> [Given data]
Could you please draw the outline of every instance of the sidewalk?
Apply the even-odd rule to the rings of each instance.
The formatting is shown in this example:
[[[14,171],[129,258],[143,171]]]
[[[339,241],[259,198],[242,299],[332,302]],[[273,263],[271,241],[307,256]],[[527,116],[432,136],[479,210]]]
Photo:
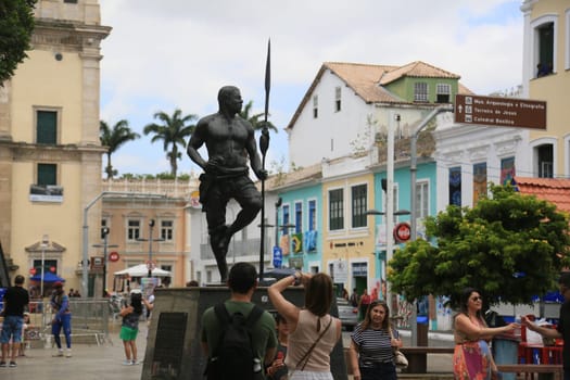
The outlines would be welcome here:
[[[138,358],[144,358],[147,347],[147,324],[139,325],[140,332],[137,338]],[[17,358],[16,368],[0,368],[2,380],[140,380],[142,364],[136,366],[124,366],[125,352],[123,342],[118,338],[121,326],[113,326],[109,339],[101,345],[75,344],[72,346],[73,357],[52,357],[53,349],[30,349],[26,356]],[[445,335],[445,334],[443,334]],[[404,344],[409,339],[407,332],[403,332]],[[447,337],[430,333],[430,344],[448,345]],[[63,335],[62,335],[63,339]],[[343,333],[345,346],[349,343],[349,334]],[[428,355],[428,375],[410,376],[400,373],[401,378],[430,379],[436,373],[452,372],[452,355]],[[349,377],[351,379],[352,377]]]
[[[138,358],[144,358],[147,324],[140,324],[137,338]],[[121,326],[113,326],[109,339],[101,345],[73,344],[73,357],[52,357],[53,349],[26,350],[26,356],[16,359],[16,368],[0,368],[2,380],[140,380],[142,364],[125,366],[123,342],[118,339]],[[62,335],[62,343],[65,339]]]

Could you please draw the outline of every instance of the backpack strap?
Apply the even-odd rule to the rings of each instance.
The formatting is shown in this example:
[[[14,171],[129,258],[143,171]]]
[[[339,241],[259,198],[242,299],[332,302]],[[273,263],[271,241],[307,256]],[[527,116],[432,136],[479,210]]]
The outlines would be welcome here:
[[[226,325],[229,324],[231,317],[228,313],[228,309],[226,308],[226,305],[224,302],[216,304],[214,306],[214,313],[216,314],[216,317],[218,318],[218,321],[221,324],[221,329],[226,327]]]
[[[262,316],[263,312],[264,312],[263,308],[261,308],[259,306],[257,306],[255,304],[253,305],[253,308],[250,312],[250,315],[248,316],[248,319],[245,319],[245,326],[248,327],[249,330],[251,330],[253,325],[255,325],[257,319],[259,319],[259,317]]]

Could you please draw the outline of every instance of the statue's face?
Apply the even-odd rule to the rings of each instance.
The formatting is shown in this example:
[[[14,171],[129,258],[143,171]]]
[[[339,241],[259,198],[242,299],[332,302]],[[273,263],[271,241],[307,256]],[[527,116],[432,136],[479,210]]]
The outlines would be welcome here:
[[[243,105],[243,99],[241,99],[240,90],[236,89],[228,94],[226,105],[228,106],[229,111],[233,113],[240,113]]]

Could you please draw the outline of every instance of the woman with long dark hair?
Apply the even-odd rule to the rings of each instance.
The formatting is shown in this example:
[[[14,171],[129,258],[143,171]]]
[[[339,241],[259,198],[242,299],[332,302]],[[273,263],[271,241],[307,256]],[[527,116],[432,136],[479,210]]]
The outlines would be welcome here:
[[[123,306],[119,315],[123,317],[119,338],[125,347],[126,360],[125,366],[139,364],[137,359],[137,335],[139,333],[139,319],[142,315],[142,304],[152,307],[147,300],[142,299],[142,292],[139,289],[130,291],[130,305]]]
[[[455,352],[453,372],[457,380],[490,380],[496,373],[489,340],[511,332],[518,324],[490,328],[482,314],[483,299],[473,288],[464,289],[459,299],[459,313],[454,317]]]
[[[281,294],[292,284],[303,284],[305,288],[303,308]],[[271,284],[267,293],[289,326],[286,356],[289,379],[332,380],[330,353],[341,338],[342,326],[339,318],[329,314],[334,296],[330,276],[297,271]]]
[[[385,302],[370,303],[351,338],[350,358],[355,380],[397,379],[394,350],[402,346],[402,341],[390,324]]]

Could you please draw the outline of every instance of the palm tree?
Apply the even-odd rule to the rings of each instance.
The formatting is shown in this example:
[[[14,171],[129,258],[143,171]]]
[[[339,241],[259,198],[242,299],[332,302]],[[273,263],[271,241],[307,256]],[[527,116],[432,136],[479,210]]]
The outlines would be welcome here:
[[[252,106],[253,106],[253,100],[250,100],[243,106],[243,110],[241,110],[240,116],[242,118],[246,119],[248,122],[250,122],[251,125],[253,126],[253,129],[262,130],[262,128],[263,128],[263,126],[265,124],[265,121],[262,117],[265,116],[265,112],[262,112],[262,113],[258,113],[258,114],[255,114],[255,115],[250,115],[250,113],[252,112]],[[267,128],[274,130],[276,134],[279,132],[277,127],[275,125],[273,125],[273,123],[269,122],[269,121],[267,122]]]
[[[151,142],[163,140],[164,151],[166,152],[166,159],[170,162],[170,174],[176,178],[176,172],[178,170],[178,160],[182,157],[182,154],[178,151],[178,145],[186,148],[186,139],[190,137],[195,129],[194,124],[190,122],[198,118],[198,115],[188,114],[181,116],[182,111],[176,109],[172,116],[159,111],[154,114],[154,118],[157,118],[162,124],[149,124],[142,130],[144,135],[154,134]],[[168,150],[168,145],[172,149]]]
[[[106,179],[113,178],[113,175],[117,173],[117,170],[113,169],[113,165],[111,165],[111,154],[115,153],[125,142],[136,140],[138,138],[140,138],[140,135],[134,132],[129,128],[128,122],[125,119],[116,123],[113,128],[110,128],[109,124],[103,121],[99,122],[99,140],[101,141],[102,145],[109,148],[106,151],[105,166]]]

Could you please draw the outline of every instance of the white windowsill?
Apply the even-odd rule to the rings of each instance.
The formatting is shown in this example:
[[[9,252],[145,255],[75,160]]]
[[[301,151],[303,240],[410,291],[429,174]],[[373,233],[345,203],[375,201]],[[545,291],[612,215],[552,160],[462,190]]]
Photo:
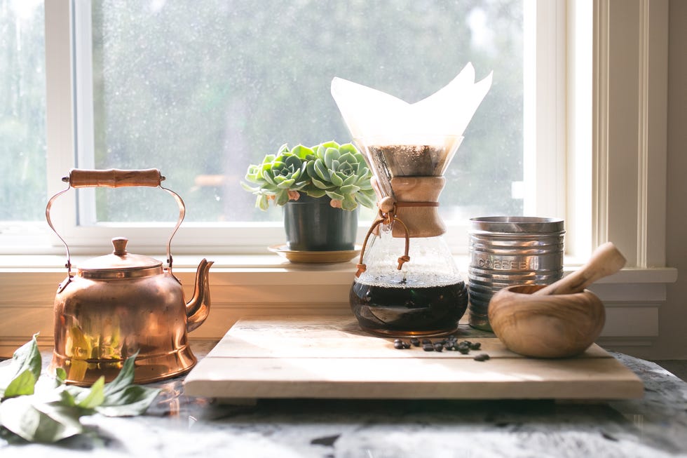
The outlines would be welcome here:
[[[193,293],[201,255],[175,257],[175,274]],[[156,257],[160,259],[159,257]],[[357,260],[340,264],[292,264],[276,254],[207,256],[210,269],[210,317],[192,339],[219,339],[243,316],[274,315],[348,316],[348,292]],[[76,264],[80,258],[74,257]],[[456,256],[467,280],[467,256]],[[39,342],[53,339],[53,300],[66,276],[65,257],[0,255],[0,358],[39,332]],[[569,272],[577,266],[565,268]],[[668,283],[677,278],[669,267],[628,268],[599,281],[590,289],[606,305],[606,326],[599,343],[627,351],[650,346],[658,336],[658,311]],[[3,310],[4,309],[4,310]]]

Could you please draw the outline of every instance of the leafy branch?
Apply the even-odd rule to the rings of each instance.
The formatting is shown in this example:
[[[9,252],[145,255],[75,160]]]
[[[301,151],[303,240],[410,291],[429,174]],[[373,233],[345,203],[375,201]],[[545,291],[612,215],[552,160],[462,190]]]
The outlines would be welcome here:
[[[29,442],[53,443],[84,432],[81,417],[142,414],[160,390],[132,384],[135,358],[128,358],[110,383],[101,377],[88,388],[67,385],[59,368],[52,386],[39,392],[42,362],[34,335],[0,368],[0,428]]]

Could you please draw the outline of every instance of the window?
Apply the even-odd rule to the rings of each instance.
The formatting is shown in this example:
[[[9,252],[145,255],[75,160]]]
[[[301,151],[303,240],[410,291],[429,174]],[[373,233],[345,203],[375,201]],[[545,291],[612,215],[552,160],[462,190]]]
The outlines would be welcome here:
[[[0,1],[0,176],[4,230],[45,206],[46,69],[42,2]],[[21,229],[23,230],[23,229]]]
[[[249,163],[283,142],[350,140],[329,93],[334,76],[416,101],[468,62],[477,80],[493,71],[494,82],[447,174],[442,211],[457,228],[449,243],[464,249],[471,216],[526,210],[562,215],[562,208],[536,208],[535,188],[527,183],[535,177],[525,172],[537,160],[531,142],[526,149],[524,130],[526,99],[535,100],[524,85],[524,65],[536,63],[526,59],[536,55],[536,43],[527,42],[524,30],[526,16],[537,14],[528,6],[532,2],[269,1],[257,14],[250,9],[254,2],[243,1],[203,2],[202,8],[159,0],[50,3],[48,27],[63,46],[73,39],[74,52],[70,45],[69,60],[50,69],[51,74],[69,72],[69,86],[62,80],[60,89],[52,78],[49,84],[61,93],[73,88],[76,102],[53,104],[48,119],[73,119],[76,134],[72,143],[64,138],[49,149],[63,156],[55,163],[64,164],[49,168],[49,191],[60,188],[59,177],[73,166],[158,168],[165,186],[186,203],[177,246],[212,240],[231,251],[283,238],[280,209],[254,208],[239,182]],[[58,29],[53,20],[65,15],[73,37],[64,22]],[[556,173],[564,172],[559,166]],[[93,235],[93,228],[107,233],[122,222],[143,227],[175,219],[175,206],[154,189],[79,194],[69,201],[75,210],[65,210],[62,227],[77,244],[107,240]],[[42,210],[43,203],[32,205]],[[363,213],[361,224],[373,215]],[[136,238],[154,243],[145,232]]]

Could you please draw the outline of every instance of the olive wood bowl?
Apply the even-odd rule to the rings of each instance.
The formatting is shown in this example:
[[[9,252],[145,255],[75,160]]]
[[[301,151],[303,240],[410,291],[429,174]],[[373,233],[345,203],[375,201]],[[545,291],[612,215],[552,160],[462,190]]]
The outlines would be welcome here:
[[[534,358],[569,358],[583,353],[606,321],[604,304],[589,290],[534,295],[544,285],[498,290],[489,306],[489,323],[506,347]]]

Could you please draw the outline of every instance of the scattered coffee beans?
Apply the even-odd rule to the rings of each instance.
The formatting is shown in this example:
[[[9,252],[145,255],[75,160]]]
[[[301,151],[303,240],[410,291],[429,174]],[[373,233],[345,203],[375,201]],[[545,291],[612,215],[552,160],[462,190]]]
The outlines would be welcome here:
[[[399,350],[404,350],[411,346],[422,346],[425,351],[458,351],[461,354],[467,355],[470,350],[479,350],[482,348],[481,342],[473,342],[469,340],[461,340],[458,342],[458,337],[451,335],[433,342],[430,339],[423,339],[421,341],[417,337],[411,337],[409,342],[405,342],[402,339],[396,339],[393,341],[394,348]],[[476,361],[486,361],[489,359],[489,356],[486,353],[480,353],[475,356],[473,359]]]

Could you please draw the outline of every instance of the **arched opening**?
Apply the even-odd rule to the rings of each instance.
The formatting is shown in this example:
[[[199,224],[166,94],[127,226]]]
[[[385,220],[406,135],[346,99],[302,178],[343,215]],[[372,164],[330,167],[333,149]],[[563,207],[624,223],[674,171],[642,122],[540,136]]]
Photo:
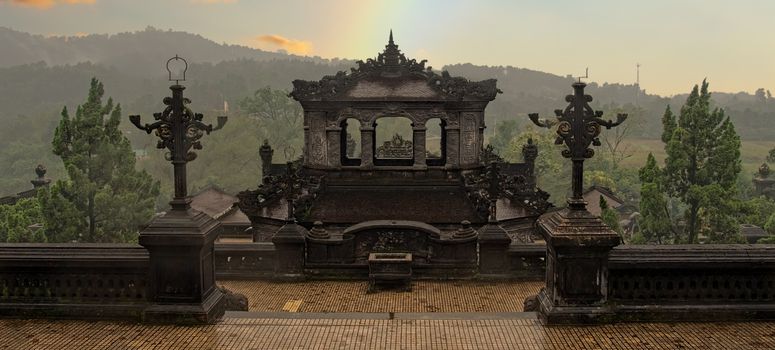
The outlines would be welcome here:
[[[382,117],[374,122],[374,165],[412,166],[412,121],[406,117]]]
[[[442,166],[446,163],[447,133],[445,123],[441,118],[432,118],[425,123],[425,164]]]
[[[342,121],[340,127],[342,165],[361,165],[361,122],[355,118],[347,118]]]

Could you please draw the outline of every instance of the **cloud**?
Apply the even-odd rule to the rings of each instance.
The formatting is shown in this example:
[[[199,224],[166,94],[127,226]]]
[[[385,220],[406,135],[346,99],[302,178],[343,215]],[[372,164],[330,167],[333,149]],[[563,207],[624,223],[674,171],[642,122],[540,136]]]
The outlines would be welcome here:
[[[11,5],[34,7],[37,9],[45,10],[59,4],[65,4],[65,5],[93,4],[96,2],[96,0],[0,0],[0,2],[10,3]]]
[[[251,39],[251,42],[256,44],[260,49],[271,50],[279,49],[297,55],[309,55],[312,53],[312,43],[309,41],[288,39],[286,37],[270,34],[261,35]]]
[[[192,3],[195,4],[205,4],[205,5],[213,5],[213,4],[233,4],[236,3],[238,0],[191,0]]]

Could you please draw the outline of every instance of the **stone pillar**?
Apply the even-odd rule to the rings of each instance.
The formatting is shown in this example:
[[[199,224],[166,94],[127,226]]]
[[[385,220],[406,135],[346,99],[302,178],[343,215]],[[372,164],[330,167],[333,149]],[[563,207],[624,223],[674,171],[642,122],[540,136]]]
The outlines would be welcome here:
[[[533,144],[532,138],[527,139],[527,143],[522,146],[522,158],[525,159],[525,164],[527,165],[525,177],[528,186],[534,189],[536,187],[535,160],[538,158],[538,146]]]
[[[479,274],[507,277],[511,237],[494,220],[479,229]]]
[[[546,324],[598,322],[613,315],[606,305],[608,254],[619,235],[586,209],[544,214],[538,229],[546,240],[546,287],[538,294]]]
[[[447,144],[445,145],[447,152],[446,167],[451,169],[457,169],[460,167],[460,127],[449,126],[446,128]]]
[[[345,132],[347,132],[345,130]],[[342,166],[342,152],[347,149],[341,149],[342,129],[339,127],[326,128],[326,137],[328,139],[328,166],[339,168]]]
[[[213,323],[223,316],[225,299],[215,285],[213,261],[219,226],[194,209],[172,209],[140,232],[140,245],[150,255],[152,304],[145,321]]]
[[[272,156],[274,155],[269,140],[264,140],[264,144],[258,149],[258,155],[261,157],[261,183],[264,183],[264,179],[270,175],[269,169],[272,168]]]
[[[414,167],[417,169],[426,169],[425,163],[425,127],[415,126],[412,128],[412,147],[414,147]]]
[[[361,126],[361,168],[374,167],[374,127]]]
[[[289,220],[281,227],[274,237],[275,276],[279,279],[297,280],[304,277],[304,258],[306,249],[307,229]]]
[[[51,179],[46,178],[46,167],[43,164],[38,164],[38,166],[35,167],[35,174],[38,175],[38,177],[30,181],[33,188],[38,189],[48,186],[48,184],[51,183]]]

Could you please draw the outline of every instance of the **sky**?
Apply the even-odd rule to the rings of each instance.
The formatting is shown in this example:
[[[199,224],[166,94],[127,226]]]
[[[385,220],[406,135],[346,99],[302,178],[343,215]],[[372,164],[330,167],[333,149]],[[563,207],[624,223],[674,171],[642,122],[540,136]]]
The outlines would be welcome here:
[[[649,93],[775,91],[772,0],[0,0],[0,26],[42,35],[147,26],[269,51],[365,59],[388,32],[428,65],[514,66]],[[0,54],[2,52],[0,51]]]

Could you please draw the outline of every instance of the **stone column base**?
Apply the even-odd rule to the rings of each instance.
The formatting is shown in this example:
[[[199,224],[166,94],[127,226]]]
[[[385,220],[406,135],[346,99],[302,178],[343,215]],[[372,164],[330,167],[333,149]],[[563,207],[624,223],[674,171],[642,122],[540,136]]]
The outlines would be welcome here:
[[[538,293],[538,318],[547,325],[609,323],[615,317],[614,310],[606,305],[553,305],[546,289]]]
[[[226,312],[226,299],[220,289],[201,303],[154,304],[143,312],[143,321],[149,323],[203,324],[215,323]]]

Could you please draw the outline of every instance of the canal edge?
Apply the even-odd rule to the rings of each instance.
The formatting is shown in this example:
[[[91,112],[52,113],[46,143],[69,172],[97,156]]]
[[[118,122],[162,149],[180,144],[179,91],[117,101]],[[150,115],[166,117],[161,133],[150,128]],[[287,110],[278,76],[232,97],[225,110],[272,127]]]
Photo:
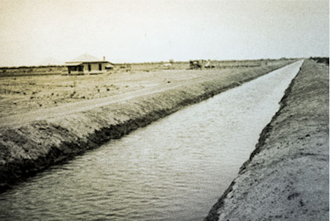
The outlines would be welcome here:
[[[286,219],[329,219],[329,60],[304,60],[250,158],[204,220]]]

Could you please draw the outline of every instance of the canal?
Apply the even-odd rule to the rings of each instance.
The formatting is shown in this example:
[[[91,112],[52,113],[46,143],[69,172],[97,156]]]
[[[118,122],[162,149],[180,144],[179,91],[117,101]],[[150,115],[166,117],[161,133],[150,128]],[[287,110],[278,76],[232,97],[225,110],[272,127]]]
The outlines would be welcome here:
[[[187,107],[0,195],[1,220],[201,220],[303,61]]]

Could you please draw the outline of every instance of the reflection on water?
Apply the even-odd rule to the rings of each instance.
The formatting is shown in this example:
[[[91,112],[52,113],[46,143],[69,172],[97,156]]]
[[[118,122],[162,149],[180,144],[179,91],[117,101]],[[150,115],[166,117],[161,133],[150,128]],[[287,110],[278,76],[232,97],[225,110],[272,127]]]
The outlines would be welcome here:
[[[301,62],[187,107],[0,195],[6,220],[199,220]]]

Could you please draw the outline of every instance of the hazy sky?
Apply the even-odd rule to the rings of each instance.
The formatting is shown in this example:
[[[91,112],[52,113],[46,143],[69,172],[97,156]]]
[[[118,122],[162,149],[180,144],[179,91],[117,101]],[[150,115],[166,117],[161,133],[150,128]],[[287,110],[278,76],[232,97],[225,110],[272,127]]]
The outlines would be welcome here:
[[[329,56],[328,0],[0,0],[0,66]]]

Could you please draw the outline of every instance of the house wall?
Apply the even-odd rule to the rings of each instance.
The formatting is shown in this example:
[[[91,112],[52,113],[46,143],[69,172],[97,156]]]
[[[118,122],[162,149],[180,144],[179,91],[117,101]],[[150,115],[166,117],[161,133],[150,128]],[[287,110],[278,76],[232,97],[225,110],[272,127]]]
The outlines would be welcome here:
[[[93,62],[93,63],[84,63],[84,74],[99,74],[103,73],[105,70],[105,62]],[[101,65],[101,70],[99,69],[99,65]],[[88,69],[88,65],[91,65],[91,70]]]
[[[67,67],[67,73],[69,74],[84,74],[84,69],[79,70],[78,66],[69,66]]]

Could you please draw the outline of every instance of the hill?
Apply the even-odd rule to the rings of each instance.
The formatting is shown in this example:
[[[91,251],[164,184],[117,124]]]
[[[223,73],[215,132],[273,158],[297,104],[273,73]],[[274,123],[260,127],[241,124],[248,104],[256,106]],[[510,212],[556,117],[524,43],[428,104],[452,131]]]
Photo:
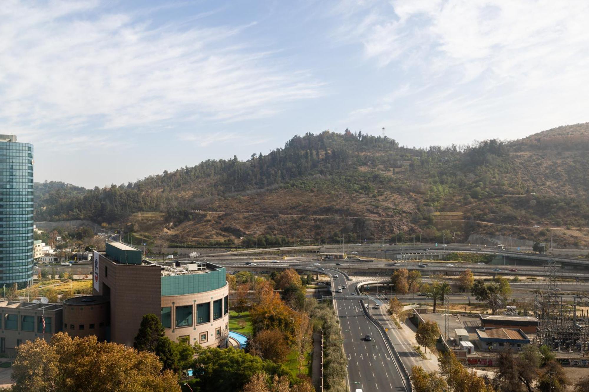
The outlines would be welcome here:
[[[589,235],[587,140],[587,124],[426,149],[347,129],[307,133],[246,161],[208,160],[133,184],[84,191],[38,184],[35,220],[126,225],[149,241],[184,244],[413,235],[448,242],[483,232],[580,245]]]

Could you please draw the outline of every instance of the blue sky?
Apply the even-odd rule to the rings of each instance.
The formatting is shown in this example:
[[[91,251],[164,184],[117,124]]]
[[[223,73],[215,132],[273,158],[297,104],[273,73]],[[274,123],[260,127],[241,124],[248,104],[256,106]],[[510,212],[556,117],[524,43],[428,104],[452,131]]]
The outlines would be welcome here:
[[[4,0],[0,127],[35,181],[134,181],[295,134],[402,145],[589,121],[589,3]]]

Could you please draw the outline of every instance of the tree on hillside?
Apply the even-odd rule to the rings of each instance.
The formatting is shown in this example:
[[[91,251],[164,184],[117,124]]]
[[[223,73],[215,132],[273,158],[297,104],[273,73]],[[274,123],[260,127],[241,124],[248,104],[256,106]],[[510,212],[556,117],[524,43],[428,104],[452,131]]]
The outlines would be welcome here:
[[[474,275],[470,270],[465,270],[458,277],[459,285],[462,291],[469,291],[474,284]]]
[[[425,321],[419,324],[415,333],[417,344],[422,346],[427,351],[428,347],[433,347],[440,336],[440,328],[435,321]]]
[[[263,359],[283,363],[290,350],[284,334],[277,329],[264,330],[249,341],[250,353]]]
[[[446,295],[451,292],[452,290],[450,288],[450,284],[445,282],[444,283],[435,282],[429,287],[429,290],[426,293],[426,295],[428,298],[434,300],[434,312],[436,311],[436,305],[437,305],[438,300],[439,300],[442,302],[444,302]]]
[[[12,363],[13,392],[180,392],[178,379],[162,372],[155,354],[95,336],[72,338],[59,332],[18,347]]]
[[[133,347],[139,351],[154,353],[160,338],[163,335],[164,327],[160,318],[151,313],[145,314],[133,341]]]
[[[421,366],[411,369],[411,382],[415,392],[445,392],[448,384],[439,372],[428,372]]]

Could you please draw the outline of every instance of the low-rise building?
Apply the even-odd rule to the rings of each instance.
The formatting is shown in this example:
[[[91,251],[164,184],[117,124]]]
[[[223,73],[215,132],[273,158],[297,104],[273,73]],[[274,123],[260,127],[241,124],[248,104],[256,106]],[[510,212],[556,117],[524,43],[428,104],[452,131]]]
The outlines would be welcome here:
[[[138,249],[107,242],[105,251],[94,254],[93,295],[64,303],[64,325],[70,334],[84,336],[91,324],[99,337],[133,346],[141,318],[151,313],[173,340],[224,346],[229,321],[225,274],[224,268],[209,263],[146,261]],[[104,307],[99,310],[97,304]],[[99,331],[101,323],[104,330]]]
[[[481,328],[518,328],[528,334],[535,334],[540,321],[533,316],[479,314]]]
[[[512,347],[516,350],[529,344],[530,340],[523,331],[507,328],[487,328],[477,330],[480,348],[482,350],[502,350]]]
[[[14,355],[21,343],[38,337],[48,341],[62,330],[62,310],[61,304],[0,301],[0,353]]]

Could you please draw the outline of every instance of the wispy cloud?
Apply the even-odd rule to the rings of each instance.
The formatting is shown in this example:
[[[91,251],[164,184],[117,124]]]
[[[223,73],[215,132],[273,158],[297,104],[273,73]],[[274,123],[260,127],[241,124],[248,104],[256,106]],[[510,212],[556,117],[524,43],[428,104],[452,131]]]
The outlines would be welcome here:
[[[169,129],[187,119],[272,116],[286,102],[321,94],[310,73],[240,42],[247,24],[199,26],[203,13],[156,25],[102,5],[2,2],[0,123],[44,132]]]
[[[580,104],[581,87],[589,85],[587,2],[366,0],[335,10],[347,21],[338,35],[361,45],[369,64],[426,87],[404,102],[412,114],[406,129],[514,137],[502,127],[525,132],[588,119]],[[402,114],[394,112],[381,97],[352,115],[398,122]]]

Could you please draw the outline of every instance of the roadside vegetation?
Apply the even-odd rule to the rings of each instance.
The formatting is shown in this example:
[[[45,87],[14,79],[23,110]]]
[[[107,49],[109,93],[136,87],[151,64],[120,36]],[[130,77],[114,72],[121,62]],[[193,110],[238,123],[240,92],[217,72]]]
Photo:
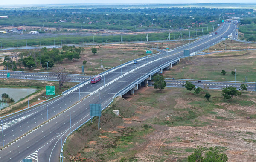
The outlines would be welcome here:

> [Your instructions]
Could you output the records again word for word, starting with the line that contains "the wispy cloud?" and going on through the last line of the records, both ends included, with the pictures left out?

> [The result]
Could you please draw the outline of every instance of the wispy cloud?
Apply the even-odd rule to the rings of each instance.
The formatting is shown in this example:
[[[91,251],[164,184],[117,124]]]
[[[223,73],[215,132],[273,158],[297,104],[273,73]],[[274,123],[260,127],[241,124],[248,104],[256,106]],[[510,212],[556,117],[524,43],[428,104],[452,131]]]
The outlines would be welcome here:
[[[169,129],[187,119],[272,116],[286,102],[321,94],[310,73],[240,42],[247,24],[199,26],[203,13],[156,25],[102,5],[2,2],[0,123],[44,132]]]
[[[580,104],[581,87],[589,85],[587,2],[366,0],[335,10],[347,21],[338,35],[361,45],[369,64],[426,87],[404,102],[412,114],[406,129],[514,137],[502,127],[525,132],[588,119]],[[402,114],[394,112],[381,97],[352,115],[398,122]]]

Could you please draw the outline of every instance of the roadside vegetation?
Apply the even-odd rule to the rings of each instance.
The formatting is shown in this example:
[[[45,87],[14,79],[23,110]]]
[[[107,49],[109,93],[136,87],[151,64],[120,36]],[[130,77],[114,72],[121,62]],[[193,110],[238,123],[240,92],[217,72]]]
Photo:
The outlines would be welcome here:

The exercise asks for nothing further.